• **Problem to solve**:
Reproduce the entries below without any changes, from the first line through the line containing "(1121, 126)", with both of those lines included.

Coordinate annotation entries:
==================================================

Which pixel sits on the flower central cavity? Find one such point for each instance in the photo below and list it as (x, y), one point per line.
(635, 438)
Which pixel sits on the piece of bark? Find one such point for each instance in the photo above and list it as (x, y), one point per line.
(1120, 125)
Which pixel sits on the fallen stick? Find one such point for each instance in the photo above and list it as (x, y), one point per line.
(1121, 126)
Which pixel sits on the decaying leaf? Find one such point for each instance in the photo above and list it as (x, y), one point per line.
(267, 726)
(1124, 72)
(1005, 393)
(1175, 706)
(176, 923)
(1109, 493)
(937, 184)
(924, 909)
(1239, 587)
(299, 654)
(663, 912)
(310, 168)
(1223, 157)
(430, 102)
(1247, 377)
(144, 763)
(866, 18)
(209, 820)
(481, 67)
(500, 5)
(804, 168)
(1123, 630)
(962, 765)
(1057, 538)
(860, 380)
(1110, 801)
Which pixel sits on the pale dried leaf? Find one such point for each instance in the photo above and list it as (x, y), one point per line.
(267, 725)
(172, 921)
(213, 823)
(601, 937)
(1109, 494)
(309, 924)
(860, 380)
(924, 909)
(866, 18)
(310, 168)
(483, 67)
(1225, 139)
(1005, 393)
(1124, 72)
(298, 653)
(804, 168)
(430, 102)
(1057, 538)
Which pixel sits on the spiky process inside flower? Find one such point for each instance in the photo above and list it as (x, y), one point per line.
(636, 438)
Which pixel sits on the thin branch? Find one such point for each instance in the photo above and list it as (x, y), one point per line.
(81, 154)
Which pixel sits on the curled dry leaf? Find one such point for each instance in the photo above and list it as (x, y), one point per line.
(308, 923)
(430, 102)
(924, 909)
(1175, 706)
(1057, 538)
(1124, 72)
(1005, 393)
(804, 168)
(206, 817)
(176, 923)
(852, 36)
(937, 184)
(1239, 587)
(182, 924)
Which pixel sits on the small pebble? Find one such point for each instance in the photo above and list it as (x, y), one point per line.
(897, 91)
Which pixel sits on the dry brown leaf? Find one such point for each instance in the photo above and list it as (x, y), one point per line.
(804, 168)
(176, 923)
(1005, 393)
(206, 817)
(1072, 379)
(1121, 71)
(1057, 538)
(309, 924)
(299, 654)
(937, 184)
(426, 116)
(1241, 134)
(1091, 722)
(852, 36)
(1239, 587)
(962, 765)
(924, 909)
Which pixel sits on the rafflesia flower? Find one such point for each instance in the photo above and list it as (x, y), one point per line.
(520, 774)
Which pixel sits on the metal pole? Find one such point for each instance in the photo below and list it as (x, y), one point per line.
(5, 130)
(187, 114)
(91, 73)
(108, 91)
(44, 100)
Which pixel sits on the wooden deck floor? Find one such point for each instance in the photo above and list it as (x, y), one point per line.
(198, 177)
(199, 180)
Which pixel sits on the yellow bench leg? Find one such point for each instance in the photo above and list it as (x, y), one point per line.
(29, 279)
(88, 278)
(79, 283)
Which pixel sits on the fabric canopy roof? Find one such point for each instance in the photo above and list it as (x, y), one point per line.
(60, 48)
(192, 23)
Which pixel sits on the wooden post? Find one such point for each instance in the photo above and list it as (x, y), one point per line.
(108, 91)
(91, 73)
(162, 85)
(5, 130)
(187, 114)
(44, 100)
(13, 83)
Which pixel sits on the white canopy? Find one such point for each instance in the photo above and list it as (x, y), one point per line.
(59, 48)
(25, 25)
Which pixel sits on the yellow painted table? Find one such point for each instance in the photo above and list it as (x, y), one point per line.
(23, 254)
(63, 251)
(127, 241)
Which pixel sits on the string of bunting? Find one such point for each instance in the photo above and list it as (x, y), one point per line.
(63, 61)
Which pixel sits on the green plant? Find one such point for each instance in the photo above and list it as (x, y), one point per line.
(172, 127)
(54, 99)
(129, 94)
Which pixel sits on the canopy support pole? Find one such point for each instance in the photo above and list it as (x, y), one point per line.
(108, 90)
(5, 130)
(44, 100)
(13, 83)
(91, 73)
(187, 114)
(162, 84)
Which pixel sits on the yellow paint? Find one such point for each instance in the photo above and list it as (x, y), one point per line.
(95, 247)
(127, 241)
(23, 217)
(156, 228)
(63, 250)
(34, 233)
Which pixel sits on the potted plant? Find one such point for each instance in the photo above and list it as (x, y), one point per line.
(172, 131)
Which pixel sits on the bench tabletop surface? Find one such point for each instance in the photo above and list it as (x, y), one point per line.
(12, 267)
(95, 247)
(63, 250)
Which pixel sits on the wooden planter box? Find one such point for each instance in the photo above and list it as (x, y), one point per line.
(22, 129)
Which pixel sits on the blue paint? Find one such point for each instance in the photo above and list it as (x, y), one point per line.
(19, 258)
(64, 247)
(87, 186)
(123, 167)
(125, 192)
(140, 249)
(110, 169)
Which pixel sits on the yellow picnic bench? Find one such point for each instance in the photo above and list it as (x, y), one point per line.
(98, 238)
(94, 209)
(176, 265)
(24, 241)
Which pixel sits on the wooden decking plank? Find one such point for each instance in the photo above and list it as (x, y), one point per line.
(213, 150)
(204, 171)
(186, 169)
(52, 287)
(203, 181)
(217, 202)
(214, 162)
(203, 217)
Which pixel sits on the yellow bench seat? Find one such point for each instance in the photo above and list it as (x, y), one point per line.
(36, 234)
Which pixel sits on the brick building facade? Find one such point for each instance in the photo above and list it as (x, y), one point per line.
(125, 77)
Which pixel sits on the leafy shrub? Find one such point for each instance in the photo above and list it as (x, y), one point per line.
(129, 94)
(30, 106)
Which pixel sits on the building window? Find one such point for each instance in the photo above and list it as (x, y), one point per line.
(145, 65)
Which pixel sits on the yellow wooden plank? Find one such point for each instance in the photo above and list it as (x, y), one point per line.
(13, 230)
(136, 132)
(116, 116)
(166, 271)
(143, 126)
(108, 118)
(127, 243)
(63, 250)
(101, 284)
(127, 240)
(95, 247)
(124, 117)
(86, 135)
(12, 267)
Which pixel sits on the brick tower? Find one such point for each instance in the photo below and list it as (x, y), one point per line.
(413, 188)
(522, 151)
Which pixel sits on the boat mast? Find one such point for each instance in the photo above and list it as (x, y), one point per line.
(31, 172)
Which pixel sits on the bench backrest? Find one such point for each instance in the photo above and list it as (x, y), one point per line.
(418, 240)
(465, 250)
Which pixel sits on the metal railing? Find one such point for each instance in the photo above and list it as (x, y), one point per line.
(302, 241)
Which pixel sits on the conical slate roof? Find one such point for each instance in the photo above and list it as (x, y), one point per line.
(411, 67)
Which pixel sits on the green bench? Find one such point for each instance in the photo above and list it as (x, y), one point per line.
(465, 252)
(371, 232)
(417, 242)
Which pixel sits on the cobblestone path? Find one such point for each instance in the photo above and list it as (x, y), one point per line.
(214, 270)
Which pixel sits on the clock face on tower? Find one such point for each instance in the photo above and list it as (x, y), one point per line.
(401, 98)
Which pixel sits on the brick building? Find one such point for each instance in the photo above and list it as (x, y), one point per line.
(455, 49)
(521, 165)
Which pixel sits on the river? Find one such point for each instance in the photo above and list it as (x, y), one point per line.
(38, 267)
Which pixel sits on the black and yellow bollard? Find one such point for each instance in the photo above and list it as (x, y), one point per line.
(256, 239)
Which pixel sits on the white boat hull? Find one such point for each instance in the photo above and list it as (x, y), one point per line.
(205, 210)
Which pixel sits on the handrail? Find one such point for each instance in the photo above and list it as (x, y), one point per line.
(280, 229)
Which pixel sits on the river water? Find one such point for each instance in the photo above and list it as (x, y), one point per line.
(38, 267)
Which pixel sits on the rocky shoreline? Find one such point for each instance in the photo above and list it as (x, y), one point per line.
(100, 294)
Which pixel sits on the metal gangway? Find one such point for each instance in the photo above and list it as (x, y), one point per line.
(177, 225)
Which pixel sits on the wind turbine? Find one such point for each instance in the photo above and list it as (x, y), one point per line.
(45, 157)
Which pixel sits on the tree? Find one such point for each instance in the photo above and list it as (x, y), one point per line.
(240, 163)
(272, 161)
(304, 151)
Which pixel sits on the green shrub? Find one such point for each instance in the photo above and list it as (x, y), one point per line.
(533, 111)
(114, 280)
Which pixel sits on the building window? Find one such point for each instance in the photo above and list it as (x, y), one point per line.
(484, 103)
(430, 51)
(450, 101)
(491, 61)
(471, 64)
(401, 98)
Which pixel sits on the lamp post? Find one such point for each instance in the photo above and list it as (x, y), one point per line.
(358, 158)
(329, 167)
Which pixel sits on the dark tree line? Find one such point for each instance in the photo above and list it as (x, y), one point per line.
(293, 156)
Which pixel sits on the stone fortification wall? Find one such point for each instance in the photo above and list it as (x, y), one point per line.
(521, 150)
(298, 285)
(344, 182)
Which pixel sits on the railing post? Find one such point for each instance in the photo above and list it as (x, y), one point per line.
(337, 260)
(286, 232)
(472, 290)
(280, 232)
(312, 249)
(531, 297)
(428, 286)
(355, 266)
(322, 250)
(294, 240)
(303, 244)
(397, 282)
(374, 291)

==================================================

• **Answer for the task**:
Which pixel sits on the flower central cavity? Find one such point for each instance in the photo below and list it as (x, y), one point per line.
(635, 438)
Which pixel sits on the piece of bark? Find one such point for each instance in the photo above and list it as (x, y), one point per line.
(1120, 125)
Which pixel sits on the fallen stick? Find one such point for each instance in the photo above and list it as (x, y), one point per line.
(1121, 126)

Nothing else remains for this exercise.